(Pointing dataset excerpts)

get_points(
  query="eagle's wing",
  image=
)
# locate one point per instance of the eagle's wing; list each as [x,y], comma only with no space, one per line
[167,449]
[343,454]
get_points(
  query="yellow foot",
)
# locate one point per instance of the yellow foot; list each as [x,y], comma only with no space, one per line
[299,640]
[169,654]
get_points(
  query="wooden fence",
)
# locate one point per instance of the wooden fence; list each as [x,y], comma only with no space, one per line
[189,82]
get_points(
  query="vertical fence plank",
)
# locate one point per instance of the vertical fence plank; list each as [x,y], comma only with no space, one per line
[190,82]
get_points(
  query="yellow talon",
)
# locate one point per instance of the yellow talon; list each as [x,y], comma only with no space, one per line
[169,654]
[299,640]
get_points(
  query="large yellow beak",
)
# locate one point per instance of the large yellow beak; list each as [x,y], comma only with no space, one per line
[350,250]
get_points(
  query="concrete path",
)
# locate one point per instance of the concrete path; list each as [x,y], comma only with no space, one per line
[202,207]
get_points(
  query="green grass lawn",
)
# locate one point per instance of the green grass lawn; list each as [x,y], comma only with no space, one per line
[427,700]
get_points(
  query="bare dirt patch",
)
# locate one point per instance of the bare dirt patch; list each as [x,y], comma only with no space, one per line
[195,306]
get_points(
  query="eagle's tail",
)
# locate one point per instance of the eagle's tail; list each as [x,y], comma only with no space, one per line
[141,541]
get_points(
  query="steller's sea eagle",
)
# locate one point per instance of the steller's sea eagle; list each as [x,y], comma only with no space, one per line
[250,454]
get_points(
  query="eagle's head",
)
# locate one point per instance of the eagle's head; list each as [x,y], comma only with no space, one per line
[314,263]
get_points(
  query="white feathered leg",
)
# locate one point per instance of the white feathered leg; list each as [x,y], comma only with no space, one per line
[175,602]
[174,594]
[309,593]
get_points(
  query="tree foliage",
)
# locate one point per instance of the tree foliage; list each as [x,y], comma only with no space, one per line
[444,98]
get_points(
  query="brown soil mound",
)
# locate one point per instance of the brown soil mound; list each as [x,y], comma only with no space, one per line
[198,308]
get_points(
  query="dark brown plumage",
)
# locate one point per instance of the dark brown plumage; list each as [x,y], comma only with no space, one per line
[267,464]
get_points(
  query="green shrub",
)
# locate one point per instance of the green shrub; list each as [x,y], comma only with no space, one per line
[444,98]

- **Task**
Your task is to repeat the data exactly, with nothing left out.

- **Output for this task**
get_points(
  query="eagle's wing",
  image=
)
# locate one point per instance of the eagle's wing; list each as [x,y], comma only with no space, one per line
[167,449]
[343,454]
get_points(
  query="yellow foot",
)
# locate one point per instance of the yellow foot; list each as [x,y], comma only with no space, one per line
[299,640]
[169,654]
get_points(
  query="wooden fence",
)
# locate one point per instance of the wooden fence; list each as [x,y], comma only with no space, one per line
[189,82]
get_points(
  query="vertical fence plank",
)
# locate one point per instance of the vertical fence plank; list each as [x,y], comma only with no space, one per line
[190,82]
get_points(
  query="yellow talon",
)
# locate one point per instance of the yellow talon; list each as [x,y], comma only with no space, one per line
[169,654]
[299,640]
get_points(
  query="large yellow beak",
)
# locate one point per instance of the large yellow beak; list each as [x,y], comma only with no space, one per line
[350,250]
get_points(
  query="concrete path",
)
# locate one point per instance of the concrete path; list each as [x,y], comma only with no space, one per line
[202,207]
get_points(
  query="green grass lawn",
)
# locate one point per instance of the green grass lawn; list each as [x,y], comma only with no space, one per line
[427,700]
get_points(
  query="bare dirt patch",
)
# locate one point per instance of the bare dirt patch; list each as [x,y], comma only with no space, one per line
[195,306]
get_points(
  query="eagle's tail",
)
# locate one point per instance of the eagle's tail; list each as [x,y], comma only with no space, one per line
[141,541]
get_points(
  query="steller's sea eagle",
)
# locate one point per instance of the steller's sea eagle; list each as [x,y], comma only with no space, one per line
[250,454]
get_points(
  query="eagle's head",
)
# locate one point per instance of the eagle's head; list each as [x,y], comma only with no space, one per line
[314,263]
get_points(
  query="white feathered leg",
)
# locate one point per instance of the white feathered leg; list each as [x,y], comma only with no space, one per line
[175,602]
[174,594]
[309,593]
get_points(
  query="tree foliage",
)
# locate one point per instance of the tree foliage; list each as [x,y], comma only with no space, one per line
[444,98]
get_points(
  query="brown soil mound",
)
# locate one point per instance of the brown soil mound; list each as [x,y], comma only with no space, one per line
[198,308]
get_points(
  query="dark brown plumage",
)
# locate one point per instance of the dark brown plumage; list each as [x,y], comma only with no space, one per line
[267,464]
get_points(
  query="green shrub",
)
# locate one point per instance of the green shrub; list each as [x,y], comma only with no space, one per line
[444,98]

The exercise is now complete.